* [Textauszug]

Wenn nun also millionenfach neue Einheitswerte für Grundstücke ermittelt würden, müsse schlicht auf ein „pauschaliertes Verfahren“ zurückgegriffen werden, so Liebern. Andernfalls lande man bei einer individuellen Bewertung jedes einzelnen Grundstücks – wofür man Jahrzehnte benötigte, zumal der Wert amtlich festzustellen ist und keine privaten Wertgutachten eingereicht werden können.

 Unter einer Lupe ist ein kleines Spielzeughaus auf dem Bescheid zur Grundsteuer zu sehen,

Die Grundsteuerreform tritt zum 1. Januar 2025 in Kraft. Weil sich die örtlichen Hebesätze dann ändern könnten, haben eigenen Berechnungen der künftigen Steuerlast aktuell keine große Aussagekraft. © picture alliance / dpa

Das sei wohl im Einzelfall unbefriedigend, aber nur so praktikabel. Bei besonders großen Grundstücken gebe es immerhin die Möglichkeit, beim Katasteramt eine Teilung zu beantragen, um das abgetrennte Flurstück, z. B. ein großer Garten im Hinterland, aus der Berechnung herauszuhalten.

Bei der aktuellen Neubewertung der Grundstücke könne man sich allerdings nicht dagegen wehren, dass die Bodenrichtwerte „extrem gestiegen“ seien, so Liebern. Zurückzuführen ist das auf viele Grundstücksverkäufe zu hohen Preisen.

* [Zu erledigende Aufgabe] Ändere im Auszug zur Grundsteuer den Abschnitt, der bei „Die Grundsteuerreform tritt“ beginnt und bei „der Berechnung herauszuhalten.“ endet, indem du darin „Katasteramt“ durch „Vermessungsamt“ ersetzt. Die Einträge sind eigenständiges Material und gehören nicht zum Auszug zur Grundsteuer.

* [Inhalt des Datensatzes]
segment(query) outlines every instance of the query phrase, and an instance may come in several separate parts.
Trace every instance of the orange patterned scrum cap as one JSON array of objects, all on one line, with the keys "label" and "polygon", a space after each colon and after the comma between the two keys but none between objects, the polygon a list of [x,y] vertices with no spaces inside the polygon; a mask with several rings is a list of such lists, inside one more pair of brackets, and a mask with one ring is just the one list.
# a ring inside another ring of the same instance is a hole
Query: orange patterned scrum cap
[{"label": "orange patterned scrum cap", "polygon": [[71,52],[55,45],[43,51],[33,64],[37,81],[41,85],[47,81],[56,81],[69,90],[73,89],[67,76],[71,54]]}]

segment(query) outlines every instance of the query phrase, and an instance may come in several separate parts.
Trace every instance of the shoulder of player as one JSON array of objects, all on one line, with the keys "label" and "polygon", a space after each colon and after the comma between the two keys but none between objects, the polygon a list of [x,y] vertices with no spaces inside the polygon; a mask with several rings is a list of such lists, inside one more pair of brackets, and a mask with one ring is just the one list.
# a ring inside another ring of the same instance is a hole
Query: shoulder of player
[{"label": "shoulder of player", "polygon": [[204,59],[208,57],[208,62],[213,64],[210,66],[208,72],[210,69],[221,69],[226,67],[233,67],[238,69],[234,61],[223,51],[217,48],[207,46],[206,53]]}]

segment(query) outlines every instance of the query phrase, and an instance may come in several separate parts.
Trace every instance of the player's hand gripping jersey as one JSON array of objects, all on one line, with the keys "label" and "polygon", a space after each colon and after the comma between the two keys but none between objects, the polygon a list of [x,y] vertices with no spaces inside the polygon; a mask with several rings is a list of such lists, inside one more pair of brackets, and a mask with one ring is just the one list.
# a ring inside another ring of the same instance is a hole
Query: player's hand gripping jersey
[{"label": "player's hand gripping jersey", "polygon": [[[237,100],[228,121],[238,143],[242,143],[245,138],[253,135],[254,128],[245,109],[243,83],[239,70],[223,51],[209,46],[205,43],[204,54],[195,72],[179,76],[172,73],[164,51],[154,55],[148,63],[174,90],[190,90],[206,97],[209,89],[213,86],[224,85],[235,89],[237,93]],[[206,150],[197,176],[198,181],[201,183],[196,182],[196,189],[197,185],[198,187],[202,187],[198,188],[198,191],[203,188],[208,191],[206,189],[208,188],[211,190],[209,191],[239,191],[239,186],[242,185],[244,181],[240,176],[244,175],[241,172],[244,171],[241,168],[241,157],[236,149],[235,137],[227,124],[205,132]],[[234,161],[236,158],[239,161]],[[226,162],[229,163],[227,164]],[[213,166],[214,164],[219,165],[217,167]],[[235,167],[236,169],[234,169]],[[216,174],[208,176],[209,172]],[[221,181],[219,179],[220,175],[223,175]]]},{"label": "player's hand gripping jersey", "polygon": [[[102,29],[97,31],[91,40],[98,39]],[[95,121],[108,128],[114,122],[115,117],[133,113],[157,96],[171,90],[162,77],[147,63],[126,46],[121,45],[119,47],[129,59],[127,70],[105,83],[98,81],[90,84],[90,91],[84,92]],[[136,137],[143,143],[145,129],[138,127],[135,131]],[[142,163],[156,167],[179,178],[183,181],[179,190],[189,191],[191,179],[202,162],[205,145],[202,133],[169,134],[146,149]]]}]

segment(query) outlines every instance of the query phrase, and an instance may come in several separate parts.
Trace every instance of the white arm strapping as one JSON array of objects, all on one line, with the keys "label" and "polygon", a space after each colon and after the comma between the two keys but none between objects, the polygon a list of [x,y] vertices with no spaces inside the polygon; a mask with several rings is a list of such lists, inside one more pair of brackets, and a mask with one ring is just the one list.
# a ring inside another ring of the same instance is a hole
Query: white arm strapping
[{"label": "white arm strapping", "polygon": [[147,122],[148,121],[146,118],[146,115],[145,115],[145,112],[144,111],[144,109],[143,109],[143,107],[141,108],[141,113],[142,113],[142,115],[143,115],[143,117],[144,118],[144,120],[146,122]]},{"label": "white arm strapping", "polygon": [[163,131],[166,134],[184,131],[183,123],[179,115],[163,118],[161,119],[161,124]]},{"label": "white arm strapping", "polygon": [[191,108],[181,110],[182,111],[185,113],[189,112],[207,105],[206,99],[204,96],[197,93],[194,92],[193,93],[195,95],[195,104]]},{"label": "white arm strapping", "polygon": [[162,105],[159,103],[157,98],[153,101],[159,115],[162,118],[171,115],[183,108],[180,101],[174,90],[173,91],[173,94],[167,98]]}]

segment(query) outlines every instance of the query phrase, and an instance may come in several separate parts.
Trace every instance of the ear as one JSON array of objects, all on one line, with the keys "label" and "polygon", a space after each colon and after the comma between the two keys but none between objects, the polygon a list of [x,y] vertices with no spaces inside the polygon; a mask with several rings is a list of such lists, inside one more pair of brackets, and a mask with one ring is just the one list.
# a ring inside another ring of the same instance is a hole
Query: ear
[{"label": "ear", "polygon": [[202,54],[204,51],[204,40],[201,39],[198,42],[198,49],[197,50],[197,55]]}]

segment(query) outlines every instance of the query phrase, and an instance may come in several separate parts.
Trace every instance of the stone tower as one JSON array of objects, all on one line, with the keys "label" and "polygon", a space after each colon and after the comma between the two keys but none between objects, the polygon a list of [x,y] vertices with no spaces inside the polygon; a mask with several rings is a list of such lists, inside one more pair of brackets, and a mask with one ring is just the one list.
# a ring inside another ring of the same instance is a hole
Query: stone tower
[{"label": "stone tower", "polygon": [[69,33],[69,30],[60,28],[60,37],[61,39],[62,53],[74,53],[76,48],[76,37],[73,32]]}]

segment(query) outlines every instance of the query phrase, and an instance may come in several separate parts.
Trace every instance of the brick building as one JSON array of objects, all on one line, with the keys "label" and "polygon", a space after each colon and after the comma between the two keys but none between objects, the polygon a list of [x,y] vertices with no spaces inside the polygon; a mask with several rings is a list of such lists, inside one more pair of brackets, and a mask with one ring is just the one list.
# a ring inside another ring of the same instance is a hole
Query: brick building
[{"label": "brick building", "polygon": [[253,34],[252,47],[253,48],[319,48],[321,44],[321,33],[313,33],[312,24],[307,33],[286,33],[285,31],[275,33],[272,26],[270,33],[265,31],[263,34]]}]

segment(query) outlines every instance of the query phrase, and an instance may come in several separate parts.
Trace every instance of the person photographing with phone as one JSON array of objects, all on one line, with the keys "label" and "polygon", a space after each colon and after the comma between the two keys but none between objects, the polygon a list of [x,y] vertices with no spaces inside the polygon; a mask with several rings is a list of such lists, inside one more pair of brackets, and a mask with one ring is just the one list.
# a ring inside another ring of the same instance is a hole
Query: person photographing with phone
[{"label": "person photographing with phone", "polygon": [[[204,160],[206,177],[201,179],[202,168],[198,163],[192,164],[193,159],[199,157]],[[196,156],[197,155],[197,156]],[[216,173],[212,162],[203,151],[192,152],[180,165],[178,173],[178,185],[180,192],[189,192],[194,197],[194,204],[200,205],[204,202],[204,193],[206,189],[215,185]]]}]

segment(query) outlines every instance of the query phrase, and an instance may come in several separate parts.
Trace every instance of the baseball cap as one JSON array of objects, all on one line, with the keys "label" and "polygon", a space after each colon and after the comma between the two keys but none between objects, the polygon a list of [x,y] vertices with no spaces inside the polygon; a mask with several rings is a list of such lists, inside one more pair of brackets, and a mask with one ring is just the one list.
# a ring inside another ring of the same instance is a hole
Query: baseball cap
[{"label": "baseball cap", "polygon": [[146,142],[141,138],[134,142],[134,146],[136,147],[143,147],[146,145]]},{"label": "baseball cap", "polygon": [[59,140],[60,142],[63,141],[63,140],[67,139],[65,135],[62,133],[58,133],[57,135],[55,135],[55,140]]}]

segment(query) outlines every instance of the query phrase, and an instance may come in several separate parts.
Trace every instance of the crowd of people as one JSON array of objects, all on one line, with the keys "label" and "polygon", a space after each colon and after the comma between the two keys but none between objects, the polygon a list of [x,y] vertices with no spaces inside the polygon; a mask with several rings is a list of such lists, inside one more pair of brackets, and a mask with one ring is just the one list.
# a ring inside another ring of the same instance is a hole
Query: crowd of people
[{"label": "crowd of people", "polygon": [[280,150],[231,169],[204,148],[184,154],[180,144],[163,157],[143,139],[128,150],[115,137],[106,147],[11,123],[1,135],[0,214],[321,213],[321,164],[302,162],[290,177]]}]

* [Ergebnis der Aufgabe]
Die Grundsteuerreform tritt zum 1. Januar 2025 in Kraft. Weil sich die örtlichen Hebesätze dann ändern könnten, haben eigenen Berechnungen der künftigen Steuerlast aktuell keine große Aussagekraft. © picture alliance / dpa

Das sei wohl im Einzelfall unbefriedigend, aber nur so praktikabel. Bei besonders großen Grundstücken gebe es immerhin die Möglichkeit, beim Vermessungsamt eine Teilung zu beantragen, um das abgetrennte Flurstück, z. B. ein großer Garten im Hinterland, aus der Berechnung herauszuhalten.